**Exercise details**:
Could you give the number of lines in the entries below that contain the word "girl"? Only the number is wanted.

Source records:
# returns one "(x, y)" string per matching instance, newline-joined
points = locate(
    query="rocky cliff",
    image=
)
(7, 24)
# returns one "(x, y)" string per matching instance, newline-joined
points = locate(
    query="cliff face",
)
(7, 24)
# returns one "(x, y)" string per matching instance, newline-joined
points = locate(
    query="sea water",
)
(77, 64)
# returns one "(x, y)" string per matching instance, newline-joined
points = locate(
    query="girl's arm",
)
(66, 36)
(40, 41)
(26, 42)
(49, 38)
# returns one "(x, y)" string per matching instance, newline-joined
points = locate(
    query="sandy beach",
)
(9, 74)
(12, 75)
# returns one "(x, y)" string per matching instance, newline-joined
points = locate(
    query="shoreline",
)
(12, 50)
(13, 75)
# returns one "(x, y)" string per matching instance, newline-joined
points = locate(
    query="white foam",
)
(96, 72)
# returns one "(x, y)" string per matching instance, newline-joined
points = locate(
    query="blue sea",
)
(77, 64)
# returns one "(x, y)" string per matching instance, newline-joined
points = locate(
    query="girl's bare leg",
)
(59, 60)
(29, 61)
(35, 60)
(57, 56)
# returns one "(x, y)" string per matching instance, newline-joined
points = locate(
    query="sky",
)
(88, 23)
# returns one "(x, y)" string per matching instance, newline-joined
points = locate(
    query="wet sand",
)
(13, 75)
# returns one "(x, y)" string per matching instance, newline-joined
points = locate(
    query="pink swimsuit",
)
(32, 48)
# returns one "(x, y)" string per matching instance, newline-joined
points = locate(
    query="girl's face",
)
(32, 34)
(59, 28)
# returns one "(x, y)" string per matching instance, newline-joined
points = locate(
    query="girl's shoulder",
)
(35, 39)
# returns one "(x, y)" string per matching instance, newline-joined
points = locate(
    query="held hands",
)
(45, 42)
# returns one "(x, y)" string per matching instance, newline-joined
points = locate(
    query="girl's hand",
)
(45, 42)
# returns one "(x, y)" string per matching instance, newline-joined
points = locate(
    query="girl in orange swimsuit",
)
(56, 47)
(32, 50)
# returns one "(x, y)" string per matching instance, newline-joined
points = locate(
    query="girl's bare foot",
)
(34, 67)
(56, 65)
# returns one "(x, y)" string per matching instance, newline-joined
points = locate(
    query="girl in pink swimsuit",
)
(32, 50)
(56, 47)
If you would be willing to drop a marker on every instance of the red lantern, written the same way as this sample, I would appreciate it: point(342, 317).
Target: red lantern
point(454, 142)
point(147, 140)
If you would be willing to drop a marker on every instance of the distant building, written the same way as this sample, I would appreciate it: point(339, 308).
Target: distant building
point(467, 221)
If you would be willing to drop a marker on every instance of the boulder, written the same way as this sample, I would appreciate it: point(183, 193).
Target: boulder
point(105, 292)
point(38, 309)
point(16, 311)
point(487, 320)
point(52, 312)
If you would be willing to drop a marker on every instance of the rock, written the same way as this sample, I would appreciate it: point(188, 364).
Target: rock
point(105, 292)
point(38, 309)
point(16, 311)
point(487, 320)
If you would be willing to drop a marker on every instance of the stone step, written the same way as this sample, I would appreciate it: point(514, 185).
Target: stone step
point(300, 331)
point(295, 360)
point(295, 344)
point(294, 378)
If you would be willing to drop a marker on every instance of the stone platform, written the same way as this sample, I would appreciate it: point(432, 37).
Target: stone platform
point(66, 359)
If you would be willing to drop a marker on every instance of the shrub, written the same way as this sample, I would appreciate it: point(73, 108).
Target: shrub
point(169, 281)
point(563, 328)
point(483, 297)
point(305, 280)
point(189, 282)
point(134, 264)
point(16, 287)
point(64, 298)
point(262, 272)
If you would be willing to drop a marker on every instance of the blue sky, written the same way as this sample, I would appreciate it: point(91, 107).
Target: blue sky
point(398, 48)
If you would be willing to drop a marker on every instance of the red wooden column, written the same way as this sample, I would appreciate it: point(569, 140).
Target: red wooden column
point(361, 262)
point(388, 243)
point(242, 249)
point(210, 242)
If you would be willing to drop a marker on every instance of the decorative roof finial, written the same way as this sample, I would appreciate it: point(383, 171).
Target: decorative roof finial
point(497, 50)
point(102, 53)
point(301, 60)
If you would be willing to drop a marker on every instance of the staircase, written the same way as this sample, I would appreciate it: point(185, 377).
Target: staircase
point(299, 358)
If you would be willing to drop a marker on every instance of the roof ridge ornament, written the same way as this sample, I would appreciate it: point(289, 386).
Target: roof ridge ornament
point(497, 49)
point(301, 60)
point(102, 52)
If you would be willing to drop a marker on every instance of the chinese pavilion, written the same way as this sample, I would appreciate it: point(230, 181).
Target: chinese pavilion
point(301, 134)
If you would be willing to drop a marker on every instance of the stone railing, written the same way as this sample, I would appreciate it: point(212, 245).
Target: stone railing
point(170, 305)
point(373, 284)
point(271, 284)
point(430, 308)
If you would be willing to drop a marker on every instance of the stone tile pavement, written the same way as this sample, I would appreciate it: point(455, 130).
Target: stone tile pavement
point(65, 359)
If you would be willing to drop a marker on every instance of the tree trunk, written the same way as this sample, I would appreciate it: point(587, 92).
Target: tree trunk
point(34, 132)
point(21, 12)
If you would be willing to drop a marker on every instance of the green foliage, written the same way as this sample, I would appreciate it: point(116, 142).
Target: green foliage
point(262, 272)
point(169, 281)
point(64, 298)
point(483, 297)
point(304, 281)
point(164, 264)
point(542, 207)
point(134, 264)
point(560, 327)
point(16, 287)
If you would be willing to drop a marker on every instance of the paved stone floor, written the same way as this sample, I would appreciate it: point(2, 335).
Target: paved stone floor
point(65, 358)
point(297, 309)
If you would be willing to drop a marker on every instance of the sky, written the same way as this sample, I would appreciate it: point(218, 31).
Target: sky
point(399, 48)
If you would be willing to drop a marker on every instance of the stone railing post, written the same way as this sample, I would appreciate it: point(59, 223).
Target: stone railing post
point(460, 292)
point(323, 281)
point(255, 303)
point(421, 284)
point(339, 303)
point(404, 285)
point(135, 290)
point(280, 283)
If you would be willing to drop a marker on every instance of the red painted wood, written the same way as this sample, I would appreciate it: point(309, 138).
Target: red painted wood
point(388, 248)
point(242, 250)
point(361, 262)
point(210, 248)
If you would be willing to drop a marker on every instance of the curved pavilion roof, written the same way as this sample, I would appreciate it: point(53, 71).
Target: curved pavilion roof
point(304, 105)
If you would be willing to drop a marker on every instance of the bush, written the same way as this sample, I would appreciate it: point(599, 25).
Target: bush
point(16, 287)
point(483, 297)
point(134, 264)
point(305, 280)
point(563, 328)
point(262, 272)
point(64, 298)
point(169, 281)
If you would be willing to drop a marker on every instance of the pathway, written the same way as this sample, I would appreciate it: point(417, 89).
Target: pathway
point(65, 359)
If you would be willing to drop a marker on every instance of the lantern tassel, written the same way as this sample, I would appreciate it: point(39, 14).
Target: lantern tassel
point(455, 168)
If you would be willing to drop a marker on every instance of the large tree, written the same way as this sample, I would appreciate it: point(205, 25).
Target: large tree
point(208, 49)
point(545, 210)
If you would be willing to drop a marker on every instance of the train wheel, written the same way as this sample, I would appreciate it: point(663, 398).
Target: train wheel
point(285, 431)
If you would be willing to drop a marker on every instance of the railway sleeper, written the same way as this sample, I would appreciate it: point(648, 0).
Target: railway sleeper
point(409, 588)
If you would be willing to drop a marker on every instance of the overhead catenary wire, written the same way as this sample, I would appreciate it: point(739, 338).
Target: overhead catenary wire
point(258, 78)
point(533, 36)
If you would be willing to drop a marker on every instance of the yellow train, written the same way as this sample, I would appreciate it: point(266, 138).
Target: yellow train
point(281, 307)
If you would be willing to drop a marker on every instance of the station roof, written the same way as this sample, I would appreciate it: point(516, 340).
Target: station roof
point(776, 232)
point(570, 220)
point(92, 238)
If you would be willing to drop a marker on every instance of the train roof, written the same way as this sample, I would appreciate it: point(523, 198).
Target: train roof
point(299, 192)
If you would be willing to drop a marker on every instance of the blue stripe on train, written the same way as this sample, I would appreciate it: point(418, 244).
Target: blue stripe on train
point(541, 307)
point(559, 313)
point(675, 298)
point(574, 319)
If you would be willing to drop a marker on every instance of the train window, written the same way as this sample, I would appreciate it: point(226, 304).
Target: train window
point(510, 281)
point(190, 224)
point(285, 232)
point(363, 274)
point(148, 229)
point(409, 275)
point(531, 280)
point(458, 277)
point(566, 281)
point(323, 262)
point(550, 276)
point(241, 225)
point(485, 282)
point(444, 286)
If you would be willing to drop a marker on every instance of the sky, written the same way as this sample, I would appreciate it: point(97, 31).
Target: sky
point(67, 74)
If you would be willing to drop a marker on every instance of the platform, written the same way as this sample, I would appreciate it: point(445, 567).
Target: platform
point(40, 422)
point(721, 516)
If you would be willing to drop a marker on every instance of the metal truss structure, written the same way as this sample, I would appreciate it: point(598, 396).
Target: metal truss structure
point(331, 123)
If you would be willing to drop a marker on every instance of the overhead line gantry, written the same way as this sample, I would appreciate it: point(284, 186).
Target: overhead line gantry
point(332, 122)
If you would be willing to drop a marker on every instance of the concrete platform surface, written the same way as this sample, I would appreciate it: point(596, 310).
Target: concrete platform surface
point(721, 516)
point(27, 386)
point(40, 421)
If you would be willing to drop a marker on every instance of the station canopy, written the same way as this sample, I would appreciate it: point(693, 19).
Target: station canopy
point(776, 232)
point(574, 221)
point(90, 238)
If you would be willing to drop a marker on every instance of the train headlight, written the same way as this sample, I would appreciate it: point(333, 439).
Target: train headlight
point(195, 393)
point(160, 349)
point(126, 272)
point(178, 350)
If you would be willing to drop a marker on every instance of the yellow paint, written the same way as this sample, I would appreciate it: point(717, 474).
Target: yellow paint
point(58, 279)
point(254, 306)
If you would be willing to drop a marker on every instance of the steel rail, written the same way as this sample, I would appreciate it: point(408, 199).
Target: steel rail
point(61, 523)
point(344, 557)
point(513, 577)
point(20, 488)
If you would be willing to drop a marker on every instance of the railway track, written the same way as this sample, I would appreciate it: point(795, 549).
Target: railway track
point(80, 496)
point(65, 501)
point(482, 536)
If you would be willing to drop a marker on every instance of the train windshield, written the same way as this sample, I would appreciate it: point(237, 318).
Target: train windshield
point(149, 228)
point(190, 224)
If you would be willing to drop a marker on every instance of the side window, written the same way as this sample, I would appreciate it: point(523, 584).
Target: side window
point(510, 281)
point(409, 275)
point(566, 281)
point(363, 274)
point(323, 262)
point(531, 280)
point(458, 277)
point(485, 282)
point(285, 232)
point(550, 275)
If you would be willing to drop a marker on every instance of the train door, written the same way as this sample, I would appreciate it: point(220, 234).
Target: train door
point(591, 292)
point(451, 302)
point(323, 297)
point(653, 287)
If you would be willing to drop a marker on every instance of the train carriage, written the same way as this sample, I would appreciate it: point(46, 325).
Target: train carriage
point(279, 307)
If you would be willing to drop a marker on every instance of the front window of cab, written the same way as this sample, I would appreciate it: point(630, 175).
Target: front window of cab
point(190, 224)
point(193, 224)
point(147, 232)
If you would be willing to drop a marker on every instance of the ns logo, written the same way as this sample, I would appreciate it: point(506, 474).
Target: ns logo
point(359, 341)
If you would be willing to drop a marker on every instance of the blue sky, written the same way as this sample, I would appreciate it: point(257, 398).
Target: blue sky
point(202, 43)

**Solution below**:
8